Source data
-- start --

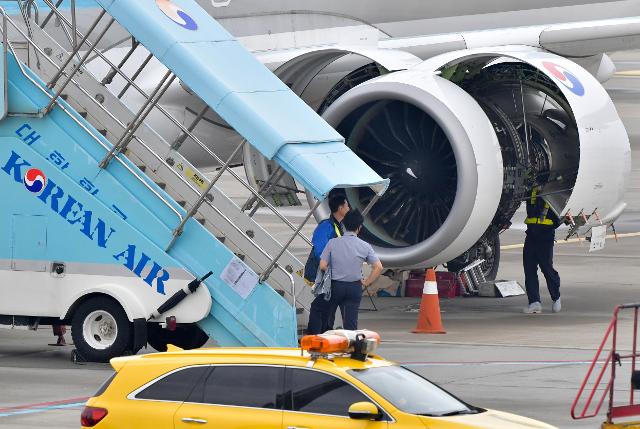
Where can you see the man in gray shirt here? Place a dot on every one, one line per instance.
(343, 257)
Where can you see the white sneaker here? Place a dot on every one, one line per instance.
(533, 308)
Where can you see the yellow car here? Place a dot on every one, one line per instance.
(332, 382)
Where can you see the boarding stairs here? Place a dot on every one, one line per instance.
(161, 162)
(123, 131)
(613, 379)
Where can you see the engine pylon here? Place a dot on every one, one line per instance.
(429, 317)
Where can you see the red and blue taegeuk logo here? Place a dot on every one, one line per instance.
(566, 78)
(177, 15)
(34, 180)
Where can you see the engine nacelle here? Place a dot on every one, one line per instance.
(441, 152)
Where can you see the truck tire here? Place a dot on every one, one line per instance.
(186, 337)
(100, 329)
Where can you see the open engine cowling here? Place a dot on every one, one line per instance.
(463, 137)
(442, 155)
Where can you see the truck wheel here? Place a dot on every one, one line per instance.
(186, 337)
(100, 329)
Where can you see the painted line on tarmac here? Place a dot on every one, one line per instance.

-- end --

What you need to do:
Reproduce every line of the listing above, requests included, but offset each coordinate in the answers by -89. Omit the pictures from your output.

The solution:
Where can you see the man in gray shirt here? Place a dot on every one, one line per instance.
(254, 168)
Where can you see the white sneaker here? Place a dot on every one, one line per instance.
(444, 219)
Where can you see the yellow car here? Place a dot on every one, one line per instance.
(243, 293)
Where can you see the boarding stairs here? Place a dot on every one, one line per instance.
(72, 73)
(34, 42)
(524, 290)
Where can you see the engine pylon here? Place a dot on every one, one line per instance.
(340, 228)
Where can you see the red and blue taegeuk logo here? Place a dot on every one, one line per instance.
(477, -11)
(88, -74)
(-55, 91)
Where can you see the engine nacelle here? Place a dot on every one, one line per instance.
(352, 63)
Where can you see the truck tire here? Place a dot on every one, one line per instance.
(97, 248)
(11, 240)
Where can you see the open engine cowling here? Place a dot on every one, one line per instance.
(374, 48)
(353, 66)
Where can you see the truck wheel here? Place a dot on every one, one line per instance.
(97, 248)
(11, 240)
Where can you see the painted line on tarmac here? Place a dot on every one, one line per instance.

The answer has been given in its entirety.